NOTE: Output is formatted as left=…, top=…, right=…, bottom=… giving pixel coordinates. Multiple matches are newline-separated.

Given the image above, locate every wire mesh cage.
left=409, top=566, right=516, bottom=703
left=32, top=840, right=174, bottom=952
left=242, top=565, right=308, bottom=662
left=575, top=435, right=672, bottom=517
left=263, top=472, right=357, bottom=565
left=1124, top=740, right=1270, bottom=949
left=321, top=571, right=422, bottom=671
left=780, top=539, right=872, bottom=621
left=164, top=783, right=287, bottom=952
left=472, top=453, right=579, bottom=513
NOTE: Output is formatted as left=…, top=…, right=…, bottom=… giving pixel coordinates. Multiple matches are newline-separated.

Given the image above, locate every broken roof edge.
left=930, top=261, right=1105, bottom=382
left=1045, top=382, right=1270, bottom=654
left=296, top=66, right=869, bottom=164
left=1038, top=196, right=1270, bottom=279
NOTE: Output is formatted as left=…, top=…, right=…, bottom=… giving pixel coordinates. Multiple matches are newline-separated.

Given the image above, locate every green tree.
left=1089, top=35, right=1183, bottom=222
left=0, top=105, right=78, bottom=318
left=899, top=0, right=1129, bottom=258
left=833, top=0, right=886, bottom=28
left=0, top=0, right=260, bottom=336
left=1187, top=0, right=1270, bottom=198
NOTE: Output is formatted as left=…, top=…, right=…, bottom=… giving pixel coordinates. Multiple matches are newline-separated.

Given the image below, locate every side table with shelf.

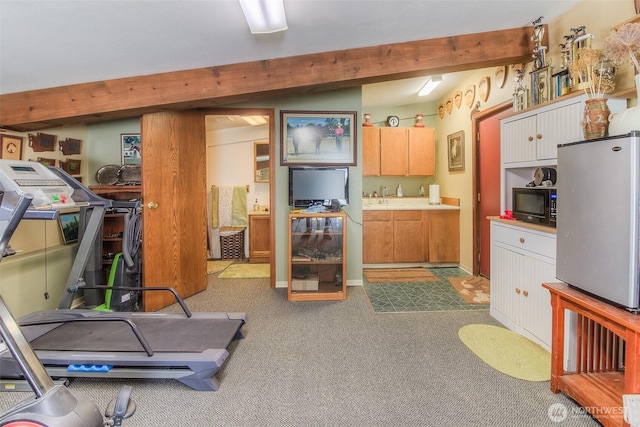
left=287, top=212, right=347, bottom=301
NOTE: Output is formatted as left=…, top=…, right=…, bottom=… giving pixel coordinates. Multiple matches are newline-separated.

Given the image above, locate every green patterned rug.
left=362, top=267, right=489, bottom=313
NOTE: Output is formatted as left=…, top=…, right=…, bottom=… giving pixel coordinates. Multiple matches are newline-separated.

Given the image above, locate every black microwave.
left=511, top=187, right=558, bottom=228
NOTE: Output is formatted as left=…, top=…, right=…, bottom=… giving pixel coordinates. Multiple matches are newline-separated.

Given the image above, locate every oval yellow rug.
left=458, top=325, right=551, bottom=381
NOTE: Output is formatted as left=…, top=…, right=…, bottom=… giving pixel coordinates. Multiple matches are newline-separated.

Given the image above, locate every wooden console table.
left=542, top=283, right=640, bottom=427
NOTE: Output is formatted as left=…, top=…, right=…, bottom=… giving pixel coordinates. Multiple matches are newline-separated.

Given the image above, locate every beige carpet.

* What you need to do
Rewrite all of the rows above with "locate every" replaced by "find each" wherever it appears, leaving everything else unchanged. Leave the pictures out of your answer.

* Task output
NOTE: Output is formatted as left=…, top=…, right=…, bottom=… giving pixel coordinates. Multiple matches are newline-separated.

Given the image above, find each wire mesh cage.
left=409, top=566, right=516, bottom=703
left=32, top=840, right=174, bottom=952
left=242, top=565, right=308, bottom=662
left=575, top=435, right=672, bottom=517
left=263, top=472, right=357, bottom=565
left=1124, top=740, right=1270, bottom=949
left=321, top=571, right=422, bottom=671
left=780, top=539, right=872, bottom=621
left=164, top=783, right=287, bottom=952
left=472, top=453, right=579, bottom=513
NOTE: Output is formatted as left=…, top=…, right=…, bottom=… giving pixel coordinates. Multiple matches are newline-separated.

Given the image above, find each broken roof edge.
left=930, top=261, right=1105, bottom=382
left=1045, top=382, right=1270, bottom=654
left=296, top=66, right=869, bottom=164
left=1038, top=196, right=1270, bottom=279
NOTE: Output is formatted as left=…, top=…, right=…, bottom=… giving pixel coordinates. Multiple matches are newline-separated.

Given the image above, find each green tree.
left=1089, top=35, right=1183, bottom=222
left=0, top=105, right=78, bottom=318
left=899, top=0, right=1129, bottom=258
left=833, top=0, right=886, bottom=28
left=0, top=0, right=260, bottom=336
left=1187, top=0, right=1270, bottom=198
NOTE: Output is formatted as left=…, top=…, right=…, bottom=… giving pixel coordinates. Multiple matches are newline-separated.

Given the image below, find each side table with shelf.

left=287, top=212, right=347, bottom=301
NOTE: Output is formatted as left=…, top=…, right=…, bottom=… giving pixel coordinates. Multiple matches are newline-separated.

Given the image above, find each green patterned rug.
left=362, top=267, right=489, bottom=313
NOTE: Output is formatted as left=…, top=…, right=…, bottom=… giving pixel coordinates. Multiple matches are newline-separated.

Given the image above, find each black microwave.
left=511, top=187, right=558, bottom=228
NOTE: Output is formatted as left=…, top=…, right=…, bottom=… giving pixel coordinates. Multiple matches are newline-separated.

Given the image above, find each oval yellow rug.
left=458, top=325, right=551, bottom=381
NOTE: Output is formatted as left=…, top=…, right=…, bottom=… giving pixel coordinates. Multiple matches are newline-separated.

Given the image above, find each wooden console table.
left=542, top=283, right=640, bottom=427
NOTE: Output is formatted as left=…, top=…, right=…, bottom=… giving pixel coordinates. Multiple matches are newline-separated.

Given the image above, find each beige carpet.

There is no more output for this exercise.